Les travailleurs thaïlandais à l’étranger, une réalité multi-facettes
La Thaïlande fait partie des rares pays à la fois d’immigration et d’émigration. Elle est vraisemblablement le seul en Asie du Sud-Est dans ce cas. Bien entendu, la différence paraît énorme entre les plus de 3 millions de travailleurs des pays voisins (surtout Birmanie, Cambodge, Laos) et la centaine de milliers de travailleurs thaïlandais [1] employés aujourd’hui à Taïwan, au Japon, en Corée du Sud et en Israël où, le 7 octobre, 24 seraient morts et 16 présumés kidnappés, selon Le Monde des 15-16 octobre, ce qui en ferait le pays étranger le plus touché si l’on exclut les binationaux.

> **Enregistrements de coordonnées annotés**
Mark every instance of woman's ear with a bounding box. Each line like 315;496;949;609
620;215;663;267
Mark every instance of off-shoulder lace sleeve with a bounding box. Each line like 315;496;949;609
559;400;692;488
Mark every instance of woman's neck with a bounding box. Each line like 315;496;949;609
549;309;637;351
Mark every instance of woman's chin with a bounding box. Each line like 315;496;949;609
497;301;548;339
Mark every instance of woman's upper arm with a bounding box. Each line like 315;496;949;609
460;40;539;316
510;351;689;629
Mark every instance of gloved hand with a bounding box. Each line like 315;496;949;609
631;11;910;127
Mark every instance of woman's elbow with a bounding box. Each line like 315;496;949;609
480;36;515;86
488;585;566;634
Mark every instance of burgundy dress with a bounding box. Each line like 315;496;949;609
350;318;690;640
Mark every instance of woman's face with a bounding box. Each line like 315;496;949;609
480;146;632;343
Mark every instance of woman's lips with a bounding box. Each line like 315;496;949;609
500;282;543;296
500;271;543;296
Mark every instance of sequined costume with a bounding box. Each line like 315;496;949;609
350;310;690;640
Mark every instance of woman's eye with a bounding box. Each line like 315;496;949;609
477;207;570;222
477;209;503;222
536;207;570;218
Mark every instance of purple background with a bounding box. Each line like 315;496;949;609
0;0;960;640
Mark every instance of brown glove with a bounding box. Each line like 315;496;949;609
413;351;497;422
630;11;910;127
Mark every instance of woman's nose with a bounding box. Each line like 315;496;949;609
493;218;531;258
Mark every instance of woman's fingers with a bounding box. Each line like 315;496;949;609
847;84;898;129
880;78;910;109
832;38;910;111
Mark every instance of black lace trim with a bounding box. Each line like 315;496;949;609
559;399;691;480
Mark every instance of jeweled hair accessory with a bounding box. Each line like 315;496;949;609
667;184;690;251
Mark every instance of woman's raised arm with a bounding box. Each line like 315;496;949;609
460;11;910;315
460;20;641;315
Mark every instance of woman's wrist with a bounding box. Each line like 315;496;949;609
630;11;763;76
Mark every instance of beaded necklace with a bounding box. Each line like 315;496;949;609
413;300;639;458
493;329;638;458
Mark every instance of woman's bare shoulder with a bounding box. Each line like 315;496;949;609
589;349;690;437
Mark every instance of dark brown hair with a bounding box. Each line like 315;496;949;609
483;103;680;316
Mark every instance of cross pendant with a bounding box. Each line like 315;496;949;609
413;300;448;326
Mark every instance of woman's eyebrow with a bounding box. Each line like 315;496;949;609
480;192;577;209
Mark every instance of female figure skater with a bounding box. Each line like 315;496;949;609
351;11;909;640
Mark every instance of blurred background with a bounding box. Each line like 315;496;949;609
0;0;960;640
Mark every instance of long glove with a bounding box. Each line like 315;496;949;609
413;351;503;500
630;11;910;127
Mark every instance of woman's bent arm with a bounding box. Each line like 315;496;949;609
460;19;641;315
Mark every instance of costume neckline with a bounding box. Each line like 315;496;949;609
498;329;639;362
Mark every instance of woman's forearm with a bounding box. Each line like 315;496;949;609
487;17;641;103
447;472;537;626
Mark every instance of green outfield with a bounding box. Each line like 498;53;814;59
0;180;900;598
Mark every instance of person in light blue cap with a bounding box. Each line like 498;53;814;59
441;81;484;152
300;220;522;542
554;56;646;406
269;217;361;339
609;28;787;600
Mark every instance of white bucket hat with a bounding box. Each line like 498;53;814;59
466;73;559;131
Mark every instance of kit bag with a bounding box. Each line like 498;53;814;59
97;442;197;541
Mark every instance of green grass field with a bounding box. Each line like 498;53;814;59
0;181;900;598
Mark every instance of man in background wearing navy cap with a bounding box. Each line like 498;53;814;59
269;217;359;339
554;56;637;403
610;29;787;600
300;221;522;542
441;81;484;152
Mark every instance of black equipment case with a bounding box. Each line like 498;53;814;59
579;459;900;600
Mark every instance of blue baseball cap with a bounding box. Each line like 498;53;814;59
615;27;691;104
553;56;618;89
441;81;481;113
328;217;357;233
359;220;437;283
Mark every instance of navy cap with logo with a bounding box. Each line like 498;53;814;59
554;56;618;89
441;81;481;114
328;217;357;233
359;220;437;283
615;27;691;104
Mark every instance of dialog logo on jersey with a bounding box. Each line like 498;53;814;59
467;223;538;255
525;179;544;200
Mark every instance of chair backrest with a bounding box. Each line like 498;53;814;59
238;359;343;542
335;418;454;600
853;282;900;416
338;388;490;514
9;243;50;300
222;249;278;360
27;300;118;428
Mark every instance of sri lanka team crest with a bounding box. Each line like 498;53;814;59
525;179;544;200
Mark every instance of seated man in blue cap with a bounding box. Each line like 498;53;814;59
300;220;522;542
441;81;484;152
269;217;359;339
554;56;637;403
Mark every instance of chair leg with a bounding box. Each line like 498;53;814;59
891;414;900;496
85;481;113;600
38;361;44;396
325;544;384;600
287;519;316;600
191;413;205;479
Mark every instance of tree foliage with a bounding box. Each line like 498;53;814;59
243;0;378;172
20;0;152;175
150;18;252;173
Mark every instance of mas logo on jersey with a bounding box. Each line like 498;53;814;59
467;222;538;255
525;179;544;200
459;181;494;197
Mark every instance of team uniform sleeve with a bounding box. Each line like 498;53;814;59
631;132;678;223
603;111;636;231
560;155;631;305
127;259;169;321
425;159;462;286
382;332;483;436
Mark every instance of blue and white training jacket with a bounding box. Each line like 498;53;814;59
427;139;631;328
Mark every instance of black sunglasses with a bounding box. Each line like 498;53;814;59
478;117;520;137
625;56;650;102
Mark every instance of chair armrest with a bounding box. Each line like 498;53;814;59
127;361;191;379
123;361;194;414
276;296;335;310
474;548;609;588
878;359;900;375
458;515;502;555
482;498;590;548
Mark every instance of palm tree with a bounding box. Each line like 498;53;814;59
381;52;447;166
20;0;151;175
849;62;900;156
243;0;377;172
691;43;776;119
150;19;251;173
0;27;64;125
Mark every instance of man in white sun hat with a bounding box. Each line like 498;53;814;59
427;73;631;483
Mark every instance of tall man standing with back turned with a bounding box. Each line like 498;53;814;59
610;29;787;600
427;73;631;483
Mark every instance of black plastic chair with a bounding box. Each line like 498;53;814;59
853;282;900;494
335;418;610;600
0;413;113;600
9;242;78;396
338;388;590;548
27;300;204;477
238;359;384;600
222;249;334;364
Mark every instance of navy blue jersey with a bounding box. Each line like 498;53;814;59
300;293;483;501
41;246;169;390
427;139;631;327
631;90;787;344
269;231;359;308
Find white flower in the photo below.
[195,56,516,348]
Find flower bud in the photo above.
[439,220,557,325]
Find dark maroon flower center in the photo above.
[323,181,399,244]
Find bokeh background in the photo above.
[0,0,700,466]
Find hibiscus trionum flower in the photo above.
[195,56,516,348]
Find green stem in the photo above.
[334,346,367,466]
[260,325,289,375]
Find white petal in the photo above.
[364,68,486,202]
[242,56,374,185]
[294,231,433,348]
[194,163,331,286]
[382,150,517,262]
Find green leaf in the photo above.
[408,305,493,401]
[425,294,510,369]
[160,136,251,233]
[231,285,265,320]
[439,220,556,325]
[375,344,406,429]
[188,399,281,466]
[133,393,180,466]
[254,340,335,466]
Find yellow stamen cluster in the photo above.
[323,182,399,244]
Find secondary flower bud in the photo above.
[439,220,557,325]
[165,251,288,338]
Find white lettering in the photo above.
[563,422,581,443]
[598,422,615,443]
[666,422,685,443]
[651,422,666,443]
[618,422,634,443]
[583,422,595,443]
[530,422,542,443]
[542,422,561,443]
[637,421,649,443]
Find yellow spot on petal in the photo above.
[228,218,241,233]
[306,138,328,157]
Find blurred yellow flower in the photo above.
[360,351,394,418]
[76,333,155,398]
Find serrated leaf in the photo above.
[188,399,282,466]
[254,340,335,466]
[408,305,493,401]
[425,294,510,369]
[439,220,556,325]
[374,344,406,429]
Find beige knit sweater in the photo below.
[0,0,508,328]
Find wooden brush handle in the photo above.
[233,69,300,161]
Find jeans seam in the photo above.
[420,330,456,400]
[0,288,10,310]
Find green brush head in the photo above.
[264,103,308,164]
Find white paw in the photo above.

> **Liste des tâches**
- a) D'après le texte sur les travailleurs thaïlandais à l'étranger, pourquoi la Thaïlande serait-elle le pays étranger le plus touché par les événements du 7 octobre en Israël ? Répondez en une à trois phrases.
- b) Recopiez les lignes des enregistrements depuis leur début jusqu'à la ligne contenant « 559;400;692;488 », celle-ci comprise.
Le texte et les enregistrements sont deux documents indépendants.

> **Réponses de l'exercice**
- a) Selon Le Monde des 15-16 octobre, 24 travailleurs thaïlandais seraient morts et 16 auraient été kidnappés le 7 octobre en Israël. Ce bilan ferait de la Thaïlande le pays étranger le plus touché, si l'on exclut les binationaux.

- b)
Mark every instance of woman's ear with a bounding box. Each line like 315;496;949;609
620;215;663;267
Mark every instance of off-shoulder lace sleeve with a bounding box. Each line like 315;496;949;609
559;400;692;488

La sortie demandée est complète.